読む文章 =>
»»
筆記具本体と,この筆記具本体の後部に取り付けられるクリップとから成り,このクリップはクリップ片と,筆記具本体にクリップを取り付けるための取付リングと,上記クリップ片と取付リングとを接続するための二分割された接続手段とから構成されて成り,前記筆記具本体のリング取り付け個所の外周面と前記取付リングの内周面とにクリップの回転防止手段を形成して成ることを特徴とする筆記具のクリップ取付装置。(本件考案2)

ウ 請求項3

前記回転防止手段が,前記筆記具本体におけるリング取り付け個所の外周面に形成された多角形状部と,前記取付リングの内周面に形成された多角形状部とから成ることを特徴とする請求項2の筆記具のクリップ取付装置。(本件考案3)

エ 請求項4

前記筆記具本体の多角形状部と筆記具本体の外周面との間に径方向の段差を形成して成ることを特徴とする請求項3の筆記具のクリップ取付装置。(本件考案4)

オ 請求項5

筆記具本体と,この筆記具本体の後部に取り付けられるクリップとから成り,このクリップはクリップ片と,筆記具本体にクリップを取り付けるための取付リングと,上記クリップ片と取付リングとを接続するための二分割された接続手段とから構成されて成り,前記筆記具本体のリング取り付け個所の外周面に取付リングの後方への移動を防止する抜落防止手段を備えて成ることを特徴とする筆記具のクリップ取付装置。(本件考案5)

カ 請求項6

前記抜落防止手段が,前記筆記具本体のリングの取り付け個所の後端に形成されたリブであることを特徴とする請求項5の筆記具のクリップ取付装置。(本件考案6)
««
記録一覧 =>
»»
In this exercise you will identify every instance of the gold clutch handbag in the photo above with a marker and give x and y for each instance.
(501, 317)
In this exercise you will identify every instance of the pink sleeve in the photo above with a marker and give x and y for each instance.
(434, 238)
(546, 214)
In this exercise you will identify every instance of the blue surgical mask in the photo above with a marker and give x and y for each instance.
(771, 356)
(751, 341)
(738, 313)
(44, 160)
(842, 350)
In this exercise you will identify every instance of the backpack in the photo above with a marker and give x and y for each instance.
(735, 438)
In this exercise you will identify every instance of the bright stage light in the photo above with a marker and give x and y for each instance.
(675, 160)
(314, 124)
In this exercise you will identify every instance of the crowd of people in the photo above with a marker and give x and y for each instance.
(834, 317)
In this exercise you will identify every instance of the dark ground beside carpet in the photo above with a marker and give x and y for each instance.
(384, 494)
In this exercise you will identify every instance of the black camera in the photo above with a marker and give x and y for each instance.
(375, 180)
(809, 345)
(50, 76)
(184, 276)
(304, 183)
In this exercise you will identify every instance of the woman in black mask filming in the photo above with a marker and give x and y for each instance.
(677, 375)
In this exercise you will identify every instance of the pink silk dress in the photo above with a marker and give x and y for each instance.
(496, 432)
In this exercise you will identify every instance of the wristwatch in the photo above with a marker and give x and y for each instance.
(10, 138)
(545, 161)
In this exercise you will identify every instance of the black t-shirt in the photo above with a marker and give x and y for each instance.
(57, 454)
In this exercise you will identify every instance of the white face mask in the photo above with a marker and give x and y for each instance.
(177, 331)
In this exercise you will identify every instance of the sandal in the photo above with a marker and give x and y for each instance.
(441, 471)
««
やること =>
1. 筆記具のクリップ取付装置についての文章を、一字も変えずに全文書き写してください。
2. 記録のうち、「the black t-shirt」を含む行から記録の最後の行までを、両端の行も含めてそのまま書き出してください。

練習の解答 =>
1.
筆記具本体と,この筆記具本体の後部に取り付けられるクリップとから成り,このクリップはクリップ片と,筆記具本体にクリップを取り付けるための取付リングと,上記クリップ片と取付リングとを接続するための二分割された接続手段とから構成されて成り,前記筆記具本体のリング取り付け個所の外周面と前記取付リングの内周面とにクリップの回転防止手段を形成して成ることを特徴とする筆記具のクリップ取付装置。(本件考案2)

ウ 請求項3

前記回転防止手段が,前記筆記具本体におけるリング取り付け個所の外周面に形成された多角形状部と,前記取付リングの内周面に形成された多角形状部とから成ることを特徴とする請求項2の筆記具のクリップ取付装置。(本件考案3)

エ 請求項4

前記筆記具本体の多角形状部と筆記具本体の外周面との間に径方向の段差を形成して成ることを特徴とする請求項3の筆記具のクリップ取付装置。(本件考案4)

オ 請求項5

筆記具本体と,この筆記具本体の後部に取り付けられるクリップとから成り,このクリップはクリップ片と,筆記具本体にクリップを取り付けるための取付リングと,上記クリップ片と取付リングとを接続するための二分割された接続手段とから構成されて成り,前記筆記具本体のリング取り付け個所の外周面に取付リングの後方への移動を防止する抜落防止手段を備えて成ることを特徴とする筆記具のクリップ取付装置。(本件考案5)

カ 請求項6

前記抜落防止手段が,前記筆記具本体のリングの取り付け個所の後端に形成されたリブであることを特徴とする請求項5の筆記具のクリップ取付装置。(本件考案6)

2.
In this exercise you will identify every instance of the black t-shirt in the photo above with a marker and give x and y for each instance.
(57, 454)
In this exercise you will identify every instance of the white face mask in the photo above with a marker and give x and y for each instance.
(177, 331)
In this exercise you will identify every instance of the sandal in the photo above with a marker and give x and y for each instance.
(441, 471)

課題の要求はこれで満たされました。